**Text to read:**
--------------------------------

Raajneeti () is a 2010 Indian Hindi-language political thriller film co-written, directed and produced by Prakash Jha, with a screenplay by Anjum Rajabali and Prakash Jha. The film depicts an archetypal conflict between rival political families and parties, based on Mahabharata. The film starred an ensemble cast of Ajay Devgn, Nana Patekar, Ranbir Kapoor, Katrina Kaif, Arjun Rampal, Manoj Bajpayee, Sarah Thompson and Naseeruddin Shah. It was originally produced by Prakash Jha Productions and distributed by UTV Motion Pictures and Walkwater Media. 

It was shot in Bhopal. The title, which translates literally as "Politics" and contextually as "Affairs of State", was promoted with the tag-line "Politics and Beyond..."

Amid much controversy, Raajneeti released in theatres worldwide on 4 June 2010,  It received mixed-to-positive reviews from critics both in India and internationally, received acclaim for acting performances and direction. It became a major commercial success, grossing over  worldwide, and was one of the highest-grossing Indian films of 2010.

At the 56th Filmfare Awards, Raajneeti received 4 nominations – Best Actor (Kapoor) and Best Supporting Actor for Rampal, Bajpayee and Patekar.

--------------------------------

**Problem details:** Rewrite everything in the passage on Raajneeti from "It was shot" down to "films of 2010.", swapping "theatres" for "cinemas". The rows have nothing to do with this.

(Position identification rows)

--------------------------------

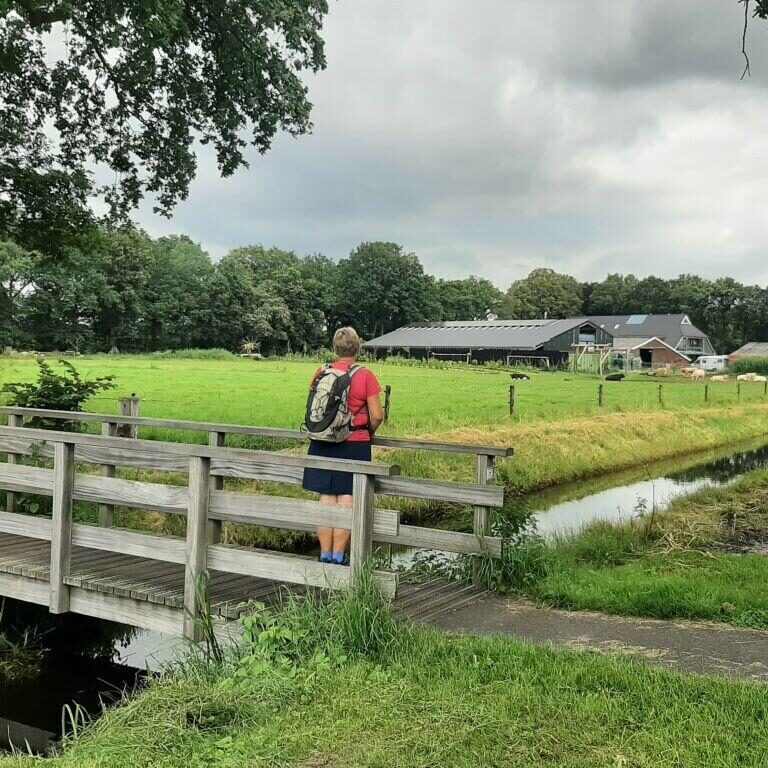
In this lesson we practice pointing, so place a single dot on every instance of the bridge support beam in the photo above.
(197, 545)
(61, 531)
(361, 542)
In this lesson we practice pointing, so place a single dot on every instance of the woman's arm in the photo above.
(375, 412)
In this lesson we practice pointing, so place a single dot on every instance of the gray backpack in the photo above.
(328, 417)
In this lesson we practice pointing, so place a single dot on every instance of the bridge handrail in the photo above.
(241, 429)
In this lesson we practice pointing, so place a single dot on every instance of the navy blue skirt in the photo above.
(326, 481)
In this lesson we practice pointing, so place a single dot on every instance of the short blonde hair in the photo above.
(346, 342)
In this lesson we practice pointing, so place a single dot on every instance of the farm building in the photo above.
(541, 342)
(648, 339)
(656, 339)
(751, 349)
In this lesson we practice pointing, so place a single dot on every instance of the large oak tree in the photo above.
(129, 86)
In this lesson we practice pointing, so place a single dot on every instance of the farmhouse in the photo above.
(648, 339)
(656, 339)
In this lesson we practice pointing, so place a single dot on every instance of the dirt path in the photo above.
(705, 648)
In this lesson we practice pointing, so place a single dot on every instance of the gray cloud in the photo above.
(499, 136)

--------------------------------

**Response to the task:**
It was shot in Bhopal. The title, which translates literally as "Politics" and contextually as "Affairs of State", was promoted with the tag-line "Politics and Beyond..."

Amid much controversy, Raajneeti released in cinemas worldwide on 4 June 2010,  It received mixed-to-positive reviews from critics both in India and internationally, received acclaim for acting performances and direction. It became a major commercial success, grossing over  worldwide, and was one of the highest-grossing Indian films of 2010.